Entries from a pointing dataset
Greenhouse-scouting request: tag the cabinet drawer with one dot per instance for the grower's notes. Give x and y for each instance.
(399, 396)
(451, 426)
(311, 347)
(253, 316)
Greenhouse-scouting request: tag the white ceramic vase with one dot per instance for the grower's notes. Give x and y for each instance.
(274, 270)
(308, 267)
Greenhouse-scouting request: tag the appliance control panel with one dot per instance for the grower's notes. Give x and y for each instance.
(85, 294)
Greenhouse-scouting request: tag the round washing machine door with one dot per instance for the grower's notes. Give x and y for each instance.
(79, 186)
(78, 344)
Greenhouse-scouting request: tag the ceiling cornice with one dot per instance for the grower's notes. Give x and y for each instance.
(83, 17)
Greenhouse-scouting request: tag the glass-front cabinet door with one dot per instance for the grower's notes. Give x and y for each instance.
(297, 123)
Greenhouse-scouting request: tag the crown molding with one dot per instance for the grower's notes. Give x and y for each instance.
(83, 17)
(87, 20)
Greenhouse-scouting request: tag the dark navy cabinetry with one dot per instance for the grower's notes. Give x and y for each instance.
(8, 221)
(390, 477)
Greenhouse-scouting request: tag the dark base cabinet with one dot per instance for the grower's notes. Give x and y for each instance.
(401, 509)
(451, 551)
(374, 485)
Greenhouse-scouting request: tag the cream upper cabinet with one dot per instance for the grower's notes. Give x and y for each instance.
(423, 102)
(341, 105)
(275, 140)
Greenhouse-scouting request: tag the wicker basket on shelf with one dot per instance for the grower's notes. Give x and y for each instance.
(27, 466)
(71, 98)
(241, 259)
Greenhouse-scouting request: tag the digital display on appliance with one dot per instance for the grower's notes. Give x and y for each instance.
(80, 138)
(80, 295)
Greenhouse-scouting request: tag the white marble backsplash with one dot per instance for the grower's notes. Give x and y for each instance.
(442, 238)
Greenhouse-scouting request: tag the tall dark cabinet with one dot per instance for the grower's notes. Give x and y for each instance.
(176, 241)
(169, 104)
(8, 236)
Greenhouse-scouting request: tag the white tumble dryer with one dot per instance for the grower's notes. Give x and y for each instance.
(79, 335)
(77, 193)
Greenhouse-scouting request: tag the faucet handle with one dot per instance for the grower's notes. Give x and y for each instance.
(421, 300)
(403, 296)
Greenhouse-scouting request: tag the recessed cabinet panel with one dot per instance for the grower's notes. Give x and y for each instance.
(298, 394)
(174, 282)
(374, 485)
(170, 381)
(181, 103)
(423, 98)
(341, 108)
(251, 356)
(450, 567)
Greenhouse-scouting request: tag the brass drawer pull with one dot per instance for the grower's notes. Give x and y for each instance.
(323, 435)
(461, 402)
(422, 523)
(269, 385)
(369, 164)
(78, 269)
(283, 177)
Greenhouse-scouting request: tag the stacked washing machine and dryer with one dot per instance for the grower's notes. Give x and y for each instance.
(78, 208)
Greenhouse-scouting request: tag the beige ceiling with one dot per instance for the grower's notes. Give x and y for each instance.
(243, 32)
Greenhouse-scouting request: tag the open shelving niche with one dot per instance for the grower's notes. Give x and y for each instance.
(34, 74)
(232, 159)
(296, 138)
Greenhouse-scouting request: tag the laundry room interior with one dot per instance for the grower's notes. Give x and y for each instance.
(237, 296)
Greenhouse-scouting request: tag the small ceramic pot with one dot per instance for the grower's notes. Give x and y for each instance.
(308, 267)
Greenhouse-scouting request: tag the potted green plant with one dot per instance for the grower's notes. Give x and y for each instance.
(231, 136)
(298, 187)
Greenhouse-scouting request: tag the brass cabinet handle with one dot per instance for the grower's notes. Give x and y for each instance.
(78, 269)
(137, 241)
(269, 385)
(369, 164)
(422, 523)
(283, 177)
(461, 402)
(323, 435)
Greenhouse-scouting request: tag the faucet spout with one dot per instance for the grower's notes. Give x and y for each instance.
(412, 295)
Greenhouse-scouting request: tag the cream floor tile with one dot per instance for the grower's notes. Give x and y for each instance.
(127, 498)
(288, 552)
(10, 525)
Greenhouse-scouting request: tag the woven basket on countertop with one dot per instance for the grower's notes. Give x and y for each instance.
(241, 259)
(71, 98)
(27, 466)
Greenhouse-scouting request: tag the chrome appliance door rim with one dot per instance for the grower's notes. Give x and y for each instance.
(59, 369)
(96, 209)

> What the task asks
Quote the data above in full, changing nothing.

> Task output
Greenhouse-scouting request: tag the cabinet drawer with one dot per instance for the grower's notes. Give x and y for each instance.
(399, 396)
(451, 426)
(311, 347)
(253, 316)
Greenhouse-scouting request: tag the white ceramic vase with one dot per instance for the grower's notes. Give x and y for each instance.
(274, 270)
(308, 267)
Greenhouse-scouting request: tag the appliance control panel with one dot per instance for the grower's notes. Give x and y for each instance.
(85, 294)
Greenhouse-scouting request: tag the round washing machine door with one dot per instance for the grower's notes. Give x and y for each instance.
(79, 186)
(78, 344)
Greenhouse-scouting request: tag the ceiling cornice with one dot per instance for the grower's notes. Give x and y for each instance.
(83, 17)
Greenhouse-scouting request: tag the glass-front cabinet door with one dot per instance for the grower's notes. Give x and y for each instance.
(297, 123)
Greenhouse-scouting request: tag the crown molding with one dot per instance for the grower's notes. Give x and y for each instance.
(83, 17)
(87, 20)
Greenhouse-scouting request: tag the dark navy cabinetry with one dot per instance for the grower's notes. Give x and y for each instance.
(8, 221)
(390, 477)
Greenhouse-scouting request: tag the dark base cabinet with one dot per instance for the grower's notes. Give x and y for each instance.
(401, 509)
(451, 551)
(374, 485)
Greenhouse-scouting request: tag the cream upper cabinet with one dot per instance for the grower's notes. Give x and y for each instance.
(423, 102)
(341, 105)
(275, 140)
Greenhouse-scouting request: tag the wicker basket on shelf with one dot per instance for the grower's notes. Give x and y for each instance.
(27, 466)
(71, 98)
(241, 259)
Greenhouse-scouting request: tag the digital display on appliance with one dot per instance for the grower's notes. Give x and y for each instance.
(80, 138)
(80, 295)
Greenhouse-scouting request: tag the white marble backsplash with one dot per instance for the grower's notes. Give x and y for each instance.
(442, 238)
Greenhouse-scouting request: tag the tall dark cabinet with one dot per instance for the grower's notes. Give x and y for each instance.
(176, 241)
(169, 104)
(8, 236)
Greenhouse-scouting request: tag the white tumble dryer with one dot per instance for the grower's notes. Give x and y for each instance.
(79, 335)
(77, 193)
Greenhouse-scouting request: tag the faucet handle with one dot per instance for the grower's notes. Give x and y for each instance.
(421, 300)
(403, 296)
Greenhouse-scouting request: tag the recessed cabinet panel with one dot per instance for the grower's notes. Give x and y for each instance.
(298, 394)
(174, 282)
(374, 485)
(170, 381)
(181, 103)
(423, 98)
(341, 108)
(251, 356)
(450, 567)
Greenhouse-scouting request: tag the brass drawer pull with one dot per instance for the grower's notes. Give x and y for each instance.
(323, 435)
(461, 402)
(422, 523)
(269, 385)
(369, 164)
(78, 269)
(283, 177)
Greenhouse-scouting request: tag the stacked washing machine and dryer with one dot per instance for the grower's notes. Give x and y for each instance.
(78, 208)
Greenhouse-scouting request: tag the beige ceiling with one dot per instance for the grower's notes. Give x and y for each instance.
(243, 32)
Greenhouse-scouting request: tag the open shelving niche with one dot per instance for the grower's notes. Give x and y for each instance.
(34, 74)
(232, 159)
(296, 138)
Greenhouse-scouting request: tag the laundry room interior with one dot per instance for the grower's notes. Give x and y for each instance.
(237, 296)
Greenhouse-scouting request: tag the small ceramic pot with one dot per instance for the grower's notes. Give x and y for each instance.
(308, 267)
Greenhouse-scouting request: tag the potted green plant with one dot per instance for the grower's notes. Give x and y for each instance.
(231, 136)
(298, 187)
Greenhouse-scouting request: tag the brass cabinet handle with one dot per instance for the grower's notes. Give x and y for each instance.
(78, 269)
(137, 241)
(269, 385)
(369, 164)
(422, 523)
(283, 177)
(461, 402)
(323, 435)
Greenhouse-scouting request: tag the faucet spout with one dot per instance for the grower's notes. Give x and y for each instance.
(412, 295)
Greenhouse-scouting request: tag the cream floor tile with one dot per instance for the grower's notes. Give x and y for each instance.
(127, 498)
(288, 552)
(10, 525)
Greenhouse-scouting request: tag the woven basket on countertop with one dot per instance for the grower's notes. Give x and y for each instance.
(241, 259)
(71, 98)
(27, 466)
Greenhouse-scouting request: tag the chrome appliance door rim with one dot per instance for the grower's notes. Give x and y for each instance.
(59, 369)
(96, 209)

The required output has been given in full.